*Exercise:*
Each line of the listing must be set down exactly as it stands.

*Dataset content:*
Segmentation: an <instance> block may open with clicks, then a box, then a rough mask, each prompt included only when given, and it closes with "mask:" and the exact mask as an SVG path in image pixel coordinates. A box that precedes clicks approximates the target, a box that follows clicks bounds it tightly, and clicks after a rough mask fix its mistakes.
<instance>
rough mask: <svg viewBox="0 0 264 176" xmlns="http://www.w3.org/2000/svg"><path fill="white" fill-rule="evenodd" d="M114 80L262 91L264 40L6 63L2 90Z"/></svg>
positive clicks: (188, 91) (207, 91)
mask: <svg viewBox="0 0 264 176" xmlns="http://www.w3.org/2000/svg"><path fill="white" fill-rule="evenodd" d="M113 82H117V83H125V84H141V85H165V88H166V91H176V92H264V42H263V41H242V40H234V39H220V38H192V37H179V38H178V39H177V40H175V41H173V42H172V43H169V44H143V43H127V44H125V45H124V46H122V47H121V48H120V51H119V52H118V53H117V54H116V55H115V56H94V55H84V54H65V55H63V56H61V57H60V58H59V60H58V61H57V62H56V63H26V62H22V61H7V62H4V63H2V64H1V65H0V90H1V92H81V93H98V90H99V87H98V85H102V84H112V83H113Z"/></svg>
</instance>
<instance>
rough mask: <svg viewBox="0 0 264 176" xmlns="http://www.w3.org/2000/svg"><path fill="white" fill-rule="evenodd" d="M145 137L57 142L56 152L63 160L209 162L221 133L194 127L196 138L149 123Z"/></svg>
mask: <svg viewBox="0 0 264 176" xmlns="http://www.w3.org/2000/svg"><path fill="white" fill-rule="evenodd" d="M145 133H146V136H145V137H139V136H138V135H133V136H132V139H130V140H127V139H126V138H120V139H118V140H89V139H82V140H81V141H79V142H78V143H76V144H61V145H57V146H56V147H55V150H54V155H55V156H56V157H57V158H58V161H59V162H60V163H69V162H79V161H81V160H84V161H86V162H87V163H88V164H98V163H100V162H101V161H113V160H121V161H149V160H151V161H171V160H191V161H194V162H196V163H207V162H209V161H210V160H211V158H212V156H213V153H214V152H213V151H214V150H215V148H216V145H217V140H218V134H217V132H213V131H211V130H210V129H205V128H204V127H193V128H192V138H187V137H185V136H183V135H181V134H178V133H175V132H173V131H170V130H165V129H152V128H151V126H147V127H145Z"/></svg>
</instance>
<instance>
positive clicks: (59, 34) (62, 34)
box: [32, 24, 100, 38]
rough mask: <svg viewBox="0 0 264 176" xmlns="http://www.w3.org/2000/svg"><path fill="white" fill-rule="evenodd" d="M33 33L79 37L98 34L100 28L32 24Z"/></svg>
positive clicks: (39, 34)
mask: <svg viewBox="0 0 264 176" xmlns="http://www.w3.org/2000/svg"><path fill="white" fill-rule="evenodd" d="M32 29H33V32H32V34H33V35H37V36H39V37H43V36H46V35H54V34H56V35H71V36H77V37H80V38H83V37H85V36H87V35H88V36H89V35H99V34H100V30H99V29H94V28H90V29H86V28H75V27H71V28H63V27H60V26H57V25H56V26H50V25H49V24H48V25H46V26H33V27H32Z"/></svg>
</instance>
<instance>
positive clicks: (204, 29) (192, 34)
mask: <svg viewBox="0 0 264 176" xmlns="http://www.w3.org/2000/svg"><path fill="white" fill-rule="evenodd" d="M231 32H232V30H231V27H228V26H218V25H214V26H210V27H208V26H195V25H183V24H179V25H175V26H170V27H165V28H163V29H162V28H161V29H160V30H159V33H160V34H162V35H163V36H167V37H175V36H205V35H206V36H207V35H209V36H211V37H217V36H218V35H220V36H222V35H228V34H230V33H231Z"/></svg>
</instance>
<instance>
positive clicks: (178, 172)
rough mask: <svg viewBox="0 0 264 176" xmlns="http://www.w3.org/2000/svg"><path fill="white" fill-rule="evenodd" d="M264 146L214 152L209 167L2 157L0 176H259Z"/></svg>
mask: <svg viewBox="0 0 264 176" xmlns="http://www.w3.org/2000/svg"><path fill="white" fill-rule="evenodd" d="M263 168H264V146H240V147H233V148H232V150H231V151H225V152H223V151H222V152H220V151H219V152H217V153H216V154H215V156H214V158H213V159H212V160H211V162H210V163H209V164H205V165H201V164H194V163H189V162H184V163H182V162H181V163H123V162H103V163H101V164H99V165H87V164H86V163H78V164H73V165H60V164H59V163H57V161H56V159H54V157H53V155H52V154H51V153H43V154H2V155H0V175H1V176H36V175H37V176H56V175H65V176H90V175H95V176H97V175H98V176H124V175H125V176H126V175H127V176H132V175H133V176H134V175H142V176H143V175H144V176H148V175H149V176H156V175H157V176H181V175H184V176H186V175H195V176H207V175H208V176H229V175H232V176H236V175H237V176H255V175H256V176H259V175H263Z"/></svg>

*Answer below:*
Segmentation: an <instance> block may open with clicks, then a box, then a rough mask, each prompt included only when given, and it closes with "mask:" and the exact mask as an SVG path in image pixel coordinates. A box that precedes clicks approximates the target, a box that follows clicks bounds it tightly, and clicks after a rough mask fix its mistakes.
<instance>
rough mask: <svg viewBox="0 0 264 176" xmlns="http://www.w3.org/2000/svg"><path fill="white" fill-rule="evenodd" d="M114 80L262 91L264 40L6 63L2 90Z"/></svg>
positive clicks: (188, 91) (207, 91)
mask: <svg viewBox="0 0 264 176" xmlns="http://www.w3.org/2000/svg"><path fill="white" fill-rule="evenodd" d="M113 82H117V83H125V84H141V85H165V88H166V91H176V92H264V42H263V41H242V40H234V39H220V38H192V37H179V38H178V39H177V40H175V41H173V42H172V43H169V44H143V43H127V44H125V45H124V46H122V47H121V48H120V51H119V52H118V53H117V54H116V55H115V56H94V55H84V54H65V55H63V56H61V57H60V58H59V60H58V61H57V62H56V63H26V62H22V61H7V62H4V63H2V64H1V65H0V90H1V92H81V93H98V90H99V87H98V85H102V84H112V83H113Z"/></svg>
</instance>
<instance>
rough mask: <svg viewBox="0 0 264 176" xmlns="http://www.w3.org/2000/svg"><path fill="white" fill-rule="evenodd" d="M145 137L57 142L56 152L63 160L209 162L221 133L194 127L196 138L149 123Z"/></svg>
mask: <svg viewBox="0 0 264 176" xmlns="http://www.w3.org/2000/svg"><path fill="white" fill-rule="evenodd" d="M145 133H146V136H145V137H139V136H138V135H133V136H132V139H130V140H127V139H126V138H120V139H118V140H89V139H82V140H81V141H79V142H78V143H76V144H61V145H57V146H56V147H55V150H54V155H55V156H56V157H57V158H58V161H59V162H60V163H69V162H79V161H81V160H84V161H86V162H87V163H88V164H98V163H100V162H101V161H113V160H121V161H149V160H151V161H171V160H191V161H194V162H196V163H207V162H209V161H210V160H211V158H212V156H213V153H214V152H213V151H214V150H215V148H216V145H217V140H218V134H217V132H213V131H211V130H210V129H205V128H204V127H193V128H192V138H187V137H185V136H183V135H181V134H178V133H175V132H173V131H170V130H165V129H152V128H151V126H147V127H145Z"/></svg>
</instance>
<instance>
positive clicks: (59, 34) (62, 34)
box: [32, 24, 100, 38]
rough mask: <svg viewBox="0 0 264 176" xmlns="http://www.w3.org/2000/svg"><path fill="white" fill-rule="evenodd" d="M33 33L79 37L98 34L100 28L32 24Z"/></svg>
positive clicks: (39, 34)
mask: <svg viewBox="0 0 264 176" xmlns="http://www.w3.org/2000/svg"><path fill="white" fill-rule="evenodd" d="M32 29H33V32H32V34H33V35H37V36H39V37H43V36H46V35H54V34H56V35H71V36H77V37H80V38H83V37H85V36H87V35H88V36H89V35H99V34H100V30H99V29H94V28H90V29H86V28H75V27H71V28H63V27H60V26H57V25H56V26H50V25H49V24H48V25H46V26H33V27H32Z"/></svg>
</instance>
<instance>
positive clicks: (204, 29) (192, 34)
mask: <svg viewBox="0 0 264 176" xmlns="http://www.w3.org/2000/svg"><path fill="white" fill-rule="evenodd" d="M231 32H232V30H231V27H228V26H218V25H214V26H210V27H208V26H195V25H183V24H179V25H175V26H170V27H165V28H163V29H162V28H161V29H160V30H159V33H160V34H162V35H163V36H167V37H175V36H205V35H206V36H207V35H209V36H211V37H217V36H218V35H220V36H222V35H228V34H230V33H231Z"/></svg>
</instance>
<instance>
positive clicks: (178, 172)
rough mask: <svg viewBox="0 0 264 176" xmlns="http://www.w3.org/2000/svg"><path fill="white" fill-rule="evenodd" d="M264 146L214 152L209 167L2 157L0 176H259Z"/></svg>
mask: <svg viewBox="0 0 264 176" xmlns="http://www.w3.org/2000/svg"><path fill="white" fill-rule="evenodd" d="M263 168H264V146H240V147H233V148H232V150H231V151H225V152H223V151H222V152H220V151H219V152H217V153H216V154H215V156H214V158H213V159H212V160H211V162H210V163H209V164H205V165H201V164H194V163H189V162H184V163H182V162H181V163H123V162H103V163H101V164H99V165H87V164H86V163H78V164H73V165H60V164H59V163H57V161H56V159H54V157H53V155H52V154H51V153H43V154H2V155H0V175H1V176H36V175H37V176H56V175H65V176H90V175H95V176H97V175H98V176H124V175H125V176H126V175H127V176H132V175H133V176H134V175H142V176H143V175H144V176H148V175H149V176H156V175H157V176H181V175H184V176H186V175H195V176H207V175H208V176H229V175H232V176H236V175H237V176H255V175H256V176H259V175H263Z"/></svg>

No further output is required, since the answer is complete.